▶ [PROBLEM STATEMENT]: Begin with the line containing "the mouse nose" and copy each line exactly through the last line of the entries, inclusive.

▶ [INFORMATION SUPPLIED]:
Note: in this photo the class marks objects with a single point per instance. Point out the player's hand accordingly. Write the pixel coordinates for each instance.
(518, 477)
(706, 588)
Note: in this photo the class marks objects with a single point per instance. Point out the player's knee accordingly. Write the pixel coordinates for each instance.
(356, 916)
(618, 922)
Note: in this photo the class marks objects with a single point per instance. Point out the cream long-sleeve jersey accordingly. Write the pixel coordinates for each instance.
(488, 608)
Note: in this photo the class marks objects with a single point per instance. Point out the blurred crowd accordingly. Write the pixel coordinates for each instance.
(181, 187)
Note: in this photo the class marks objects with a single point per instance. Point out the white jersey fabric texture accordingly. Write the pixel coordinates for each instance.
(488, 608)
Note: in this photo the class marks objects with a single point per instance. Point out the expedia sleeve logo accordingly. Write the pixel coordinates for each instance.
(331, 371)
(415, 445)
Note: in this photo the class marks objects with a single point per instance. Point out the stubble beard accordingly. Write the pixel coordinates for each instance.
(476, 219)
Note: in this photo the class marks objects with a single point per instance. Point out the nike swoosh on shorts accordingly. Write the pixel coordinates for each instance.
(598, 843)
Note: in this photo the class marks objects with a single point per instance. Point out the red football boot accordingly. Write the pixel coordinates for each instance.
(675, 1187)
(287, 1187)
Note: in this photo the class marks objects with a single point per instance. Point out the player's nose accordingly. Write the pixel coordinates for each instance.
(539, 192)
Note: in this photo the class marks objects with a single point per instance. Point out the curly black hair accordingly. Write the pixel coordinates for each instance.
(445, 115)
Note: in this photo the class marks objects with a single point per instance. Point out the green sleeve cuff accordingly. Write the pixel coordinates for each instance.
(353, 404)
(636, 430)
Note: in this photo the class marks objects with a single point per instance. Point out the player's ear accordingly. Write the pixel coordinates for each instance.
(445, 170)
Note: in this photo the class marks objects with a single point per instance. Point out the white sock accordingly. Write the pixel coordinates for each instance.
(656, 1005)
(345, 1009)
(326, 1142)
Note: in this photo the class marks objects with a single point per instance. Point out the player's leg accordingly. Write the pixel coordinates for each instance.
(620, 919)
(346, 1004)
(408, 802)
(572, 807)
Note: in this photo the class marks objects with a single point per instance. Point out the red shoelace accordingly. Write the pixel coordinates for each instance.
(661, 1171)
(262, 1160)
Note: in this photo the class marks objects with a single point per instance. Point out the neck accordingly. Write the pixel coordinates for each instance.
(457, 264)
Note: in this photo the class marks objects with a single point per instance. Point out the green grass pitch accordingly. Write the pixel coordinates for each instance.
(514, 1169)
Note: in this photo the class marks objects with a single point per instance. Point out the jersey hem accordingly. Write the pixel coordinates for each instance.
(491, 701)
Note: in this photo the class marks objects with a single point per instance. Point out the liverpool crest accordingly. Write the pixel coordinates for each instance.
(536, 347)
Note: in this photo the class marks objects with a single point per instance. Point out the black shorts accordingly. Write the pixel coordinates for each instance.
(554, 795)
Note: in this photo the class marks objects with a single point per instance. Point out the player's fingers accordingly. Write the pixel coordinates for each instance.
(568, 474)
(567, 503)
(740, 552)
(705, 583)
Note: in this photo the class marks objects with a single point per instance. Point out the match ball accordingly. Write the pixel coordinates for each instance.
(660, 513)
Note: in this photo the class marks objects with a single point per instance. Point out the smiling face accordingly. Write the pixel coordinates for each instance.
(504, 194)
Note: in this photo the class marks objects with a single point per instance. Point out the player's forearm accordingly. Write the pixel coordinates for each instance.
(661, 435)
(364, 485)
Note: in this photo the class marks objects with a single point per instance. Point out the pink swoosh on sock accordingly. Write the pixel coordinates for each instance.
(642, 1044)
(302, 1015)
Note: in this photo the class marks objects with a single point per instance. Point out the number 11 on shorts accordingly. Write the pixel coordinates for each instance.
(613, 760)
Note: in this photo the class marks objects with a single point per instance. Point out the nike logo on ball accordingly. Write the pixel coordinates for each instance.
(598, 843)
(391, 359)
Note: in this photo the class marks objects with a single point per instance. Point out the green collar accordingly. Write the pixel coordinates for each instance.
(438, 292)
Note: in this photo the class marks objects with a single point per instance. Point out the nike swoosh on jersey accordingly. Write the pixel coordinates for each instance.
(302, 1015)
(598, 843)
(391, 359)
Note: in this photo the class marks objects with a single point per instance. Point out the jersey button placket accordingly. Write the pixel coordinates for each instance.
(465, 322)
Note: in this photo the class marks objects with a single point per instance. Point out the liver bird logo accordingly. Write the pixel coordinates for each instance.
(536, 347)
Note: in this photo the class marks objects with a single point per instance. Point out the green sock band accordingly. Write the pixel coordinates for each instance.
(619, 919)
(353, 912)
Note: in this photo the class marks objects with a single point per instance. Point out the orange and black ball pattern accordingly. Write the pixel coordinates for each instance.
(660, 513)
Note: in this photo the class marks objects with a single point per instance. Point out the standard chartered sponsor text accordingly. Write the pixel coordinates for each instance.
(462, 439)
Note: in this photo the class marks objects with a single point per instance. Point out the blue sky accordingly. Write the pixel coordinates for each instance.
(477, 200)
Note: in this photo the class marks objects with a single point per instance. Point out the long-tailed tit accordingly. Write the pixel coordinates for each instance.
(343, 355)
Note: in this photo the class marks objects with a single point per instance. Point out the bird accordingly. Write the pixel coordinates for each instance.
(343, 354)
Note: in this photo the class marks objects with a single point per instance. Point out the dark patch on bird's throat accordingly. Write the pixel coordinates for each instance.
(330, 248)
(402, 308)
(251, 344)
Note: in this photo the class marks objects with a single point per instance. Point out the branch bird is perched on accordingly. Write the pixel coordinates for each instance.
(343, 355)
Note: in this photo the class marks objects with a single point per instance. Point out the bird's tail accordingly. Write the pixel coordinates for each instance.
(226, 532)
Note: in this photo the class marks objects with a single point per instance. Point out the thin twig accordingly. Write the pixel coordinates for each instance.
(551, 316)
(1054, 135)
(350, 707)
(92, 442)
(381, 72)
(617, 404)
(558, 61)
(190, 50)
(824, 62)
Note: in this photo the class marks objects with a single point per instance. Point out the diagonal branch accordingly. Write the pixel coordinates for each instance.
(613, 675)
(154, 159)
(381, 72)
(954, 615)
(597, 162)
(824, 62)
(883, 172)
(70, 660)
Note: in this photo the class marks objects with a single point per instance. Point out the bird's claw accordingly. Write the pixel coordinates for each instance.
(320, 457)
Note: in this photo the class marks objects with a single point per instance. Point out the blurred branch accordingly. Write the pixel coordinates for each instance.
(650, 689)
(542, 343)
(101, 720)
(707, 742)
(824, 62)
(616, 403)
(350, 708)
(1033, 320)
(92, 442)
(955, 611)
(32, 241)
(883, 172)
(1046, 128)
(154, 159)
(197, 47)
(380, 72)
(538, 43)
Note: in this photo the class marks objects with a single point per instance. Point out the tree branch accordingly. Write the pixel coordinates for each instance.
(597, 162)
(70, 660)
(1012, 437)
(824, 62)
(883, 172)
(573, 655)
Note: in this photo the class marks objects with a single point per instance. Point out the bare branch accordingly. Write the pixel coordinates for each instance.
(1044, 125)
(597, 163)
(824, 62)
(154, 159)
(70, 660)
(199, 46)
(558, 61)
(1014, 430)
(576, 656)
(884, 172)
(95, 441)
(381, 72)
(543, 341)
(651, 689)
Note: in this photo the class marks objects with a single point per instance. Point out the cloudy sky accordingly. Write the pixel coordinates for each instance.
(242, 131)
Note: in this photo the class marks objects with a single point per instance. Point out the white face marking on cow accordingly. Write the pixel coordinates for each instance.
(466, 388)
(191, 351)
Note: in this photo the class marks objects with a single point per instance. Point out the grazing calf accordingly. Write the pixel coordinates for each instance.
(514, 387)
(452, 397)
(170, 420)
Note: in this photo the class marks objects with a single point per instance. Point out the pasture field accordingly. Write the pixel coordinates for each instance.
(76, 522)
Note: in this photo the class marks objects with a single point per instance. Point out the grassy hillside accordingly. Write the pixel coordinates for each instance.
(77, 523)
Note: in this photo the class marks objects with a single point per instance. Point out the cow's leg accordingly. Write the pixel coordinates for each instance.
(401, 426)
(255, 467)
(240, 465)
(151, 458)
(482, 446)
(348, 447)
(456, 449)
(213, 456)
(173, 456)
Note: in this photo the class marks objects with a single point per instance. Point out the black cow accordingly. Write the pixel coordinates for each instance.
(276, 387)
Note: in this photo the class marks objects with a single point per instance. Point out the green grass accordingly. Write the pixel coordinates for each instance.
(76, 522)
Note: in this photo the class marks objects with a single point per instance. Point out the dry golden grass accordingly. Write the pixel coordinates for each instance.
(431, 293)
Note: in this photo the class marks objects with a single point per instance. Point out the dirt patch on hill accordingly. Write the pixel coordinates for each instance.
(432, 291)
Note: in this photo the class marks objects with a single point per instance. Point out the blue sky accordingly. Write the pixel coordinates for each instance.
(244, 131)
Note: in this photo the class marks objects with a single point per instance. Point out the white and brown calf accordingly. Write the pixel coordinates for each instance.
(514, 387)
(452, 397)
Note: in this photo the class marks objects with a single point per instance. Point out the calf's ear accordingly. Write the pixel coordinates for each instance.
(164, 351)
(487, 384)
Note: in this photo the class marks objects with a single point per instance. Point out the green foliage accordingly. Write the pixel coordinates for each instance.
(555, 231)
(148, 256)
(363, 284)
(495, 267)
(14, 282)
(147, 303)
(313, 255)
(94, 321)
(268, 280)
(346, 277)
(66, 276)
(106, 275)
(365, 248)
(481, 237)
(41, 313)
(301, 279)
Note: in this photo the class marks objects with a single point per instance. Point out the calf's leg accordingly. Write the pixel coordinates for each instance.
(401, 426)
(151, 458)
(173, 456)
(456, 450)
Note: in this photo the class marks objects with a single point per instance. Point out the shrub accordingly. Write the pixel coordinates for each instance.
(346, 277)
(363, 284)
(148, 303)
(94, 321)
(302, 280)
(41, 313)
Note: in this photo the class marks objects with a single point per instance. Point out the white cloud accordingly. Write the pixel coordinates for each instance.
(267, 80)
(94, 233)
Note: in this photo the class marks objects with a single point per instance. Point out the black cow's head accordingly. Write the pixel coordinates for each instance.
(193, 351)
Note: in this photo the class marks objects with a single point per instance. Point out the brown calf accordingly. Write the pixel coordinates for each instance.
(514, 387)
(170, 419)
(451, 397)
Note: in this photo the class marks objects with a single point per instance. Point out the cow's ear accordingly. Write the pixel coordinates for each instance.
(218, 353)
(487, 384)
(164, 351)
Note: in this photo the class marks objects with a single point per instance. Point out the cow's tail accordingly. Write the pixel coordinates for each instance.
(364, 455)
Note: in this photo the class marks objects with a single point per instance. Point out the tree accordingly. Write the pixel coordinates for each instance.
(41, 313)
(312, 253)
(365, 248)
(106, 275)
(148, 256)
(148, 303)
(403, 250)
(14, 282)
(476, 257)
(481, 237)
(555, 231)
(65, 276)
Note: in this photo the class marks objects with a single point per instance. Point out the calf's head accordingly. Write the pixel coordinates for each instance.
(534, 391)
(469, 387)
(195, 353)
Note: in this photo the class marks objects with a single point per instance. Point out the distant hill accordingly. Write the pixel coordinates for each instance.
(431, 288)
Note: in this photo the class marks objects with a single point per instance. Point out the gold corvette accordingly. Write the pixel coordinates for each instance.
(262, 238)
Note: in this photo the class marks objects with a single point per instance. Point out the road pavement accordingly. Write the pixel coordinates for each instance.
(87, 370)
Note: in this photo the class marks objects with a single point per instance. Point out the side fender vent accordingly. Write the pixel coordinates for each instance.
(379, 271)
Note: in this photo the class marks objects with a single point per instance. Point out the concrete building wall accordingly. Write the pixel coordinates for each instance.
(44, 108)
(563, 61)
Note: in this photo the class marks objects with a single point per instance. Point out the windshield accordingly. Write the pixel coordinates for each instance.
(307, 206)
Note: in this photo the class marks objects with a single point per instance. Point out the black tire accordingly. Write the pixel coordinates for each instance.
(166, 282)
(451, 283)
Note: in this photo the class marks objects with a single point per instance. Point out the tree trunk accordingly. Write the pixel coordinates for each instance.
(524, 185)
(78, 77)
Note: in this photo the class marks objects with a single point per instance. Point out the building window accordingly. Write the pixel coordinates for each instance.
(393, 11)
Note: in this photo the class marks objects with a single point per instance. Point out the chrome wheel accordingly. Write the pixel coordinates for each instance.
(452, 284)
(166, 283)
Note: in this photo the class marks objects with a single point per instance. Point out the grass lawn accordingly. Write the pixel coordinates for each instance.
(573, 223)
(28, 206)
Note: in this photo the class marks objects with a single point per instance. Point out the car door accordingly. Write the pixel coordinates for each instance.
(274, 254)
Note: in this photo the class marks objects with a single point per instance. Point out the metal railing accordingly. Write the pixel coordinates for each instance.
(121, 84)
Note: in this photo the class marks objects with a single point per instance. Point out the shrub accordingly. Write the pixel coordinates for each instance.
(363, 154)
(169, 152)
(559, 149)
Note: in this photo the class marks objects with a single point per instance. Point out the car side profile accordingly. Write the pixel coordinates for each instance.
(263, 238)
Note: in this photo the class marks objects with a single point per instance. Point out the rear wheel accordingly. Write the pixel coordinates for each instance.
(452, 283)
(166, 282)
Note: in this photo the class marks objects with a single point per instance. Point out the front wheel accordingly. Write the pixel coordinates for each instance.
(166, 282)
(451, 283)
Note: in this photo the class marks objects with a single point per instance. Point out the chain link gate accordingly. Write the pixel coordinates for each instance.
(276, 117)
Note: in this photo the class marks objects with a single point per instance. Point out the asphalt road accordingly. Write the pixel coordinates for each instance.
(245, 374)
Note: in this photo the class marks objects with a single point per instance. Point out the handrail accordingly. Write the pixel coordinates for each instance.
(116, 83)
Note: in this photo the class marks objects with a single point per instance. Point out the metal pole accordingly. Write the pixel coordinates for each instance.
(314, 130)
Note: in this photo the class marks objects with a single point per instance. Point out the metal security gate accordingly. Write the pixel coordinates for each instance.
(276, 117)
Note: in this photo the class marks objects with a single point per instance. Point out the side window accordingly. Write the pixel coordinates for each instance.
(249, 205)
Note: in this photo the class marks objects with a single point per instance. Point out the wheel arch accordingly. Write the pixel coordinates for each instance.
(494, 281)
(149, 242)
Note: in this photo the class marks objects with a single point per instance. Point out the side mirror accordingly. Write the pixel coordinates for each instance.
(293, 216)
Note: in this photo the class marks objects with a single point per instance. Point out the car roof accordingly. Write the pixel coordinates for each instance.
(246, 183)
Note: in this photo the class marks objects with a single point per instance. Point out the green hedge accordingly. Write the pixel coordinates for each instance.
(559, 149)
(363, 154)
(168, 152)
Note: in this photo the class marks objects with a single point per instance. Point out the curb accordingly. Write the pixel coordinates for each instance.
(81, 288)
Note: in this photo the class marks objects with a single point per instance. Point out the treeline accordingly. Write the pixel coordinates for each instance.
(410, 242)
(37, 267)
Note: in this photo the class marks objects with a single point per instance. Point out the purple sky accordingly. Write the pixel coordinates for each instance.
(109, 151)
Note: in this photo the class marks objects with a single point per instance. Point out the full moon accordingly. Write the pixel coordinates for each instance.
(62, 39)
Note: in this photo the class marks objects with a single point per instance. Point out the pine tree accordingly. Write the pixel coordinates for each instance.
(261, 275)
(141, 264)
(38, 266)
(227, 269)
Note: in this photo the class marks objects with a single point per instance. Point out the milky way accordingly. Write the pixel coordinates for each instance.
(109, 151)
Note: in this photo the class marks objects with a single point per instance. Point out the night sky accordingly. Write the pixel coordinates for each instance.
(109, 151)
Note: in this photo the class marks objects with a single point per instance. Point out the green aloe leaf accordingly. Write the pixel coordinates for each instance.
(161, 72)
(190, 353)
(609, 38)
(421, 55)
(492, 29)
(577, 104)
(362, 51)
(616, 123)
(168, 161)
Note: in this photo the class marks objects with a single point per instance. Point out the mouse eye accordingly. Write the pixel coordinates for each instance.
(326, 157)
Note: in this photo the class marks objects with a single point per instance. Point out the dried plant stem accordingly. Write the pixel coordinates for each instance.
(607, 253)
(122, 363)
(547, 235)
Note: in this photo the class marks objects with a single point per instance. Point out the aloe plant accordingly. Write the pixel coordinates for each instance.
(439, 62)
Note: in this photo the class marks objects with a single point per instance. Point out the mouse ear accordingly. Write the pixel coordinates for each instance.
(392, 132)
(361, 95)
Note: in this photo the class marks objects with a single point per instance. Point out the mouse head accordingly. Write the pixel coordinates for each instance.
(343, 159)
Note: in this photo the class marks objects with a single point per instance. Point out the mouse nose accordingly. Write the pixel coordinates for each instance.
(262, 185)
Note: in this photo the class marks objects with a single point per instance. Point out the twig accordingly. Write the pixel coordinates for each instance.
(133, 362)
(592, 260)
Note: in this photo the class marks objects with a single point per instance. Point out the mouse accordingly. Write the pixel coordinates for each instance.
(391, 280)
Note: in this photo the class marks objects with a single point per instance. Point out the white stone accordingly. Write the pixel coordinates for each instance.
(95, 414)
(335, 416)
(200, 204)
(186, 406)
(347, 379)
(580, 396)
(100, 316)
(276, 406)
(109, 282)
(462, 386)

▶ [FINAL ANSWER]:
Note: in this photo the class marks objects with a single point per instance. Point out the mouse nose accordingly. Write the pixel coordinates for each instance.
(262, 185)
Note: in this photo the class marks objects with a single point per instance. Point out the twig accordingly. Write the pixel coordinates for each instance.
(133, 362)
(592, 260)
Note: in this photo the class marks objects with a single point per instance. Point out the mouse accordingly. Write the pixel coordinates for each instance.
(391, 280)
Note: in this photo the class marks objects with a single point per instance. Point out the white stone accordingly. Write the pixel coordinates for each instance.
(95, 414)
(335, 416)
(200, 204)
(186, 406)
(347, 379)
(580, 396)
(100, 316)
(276, 406)
(109, 282)
(462, 386)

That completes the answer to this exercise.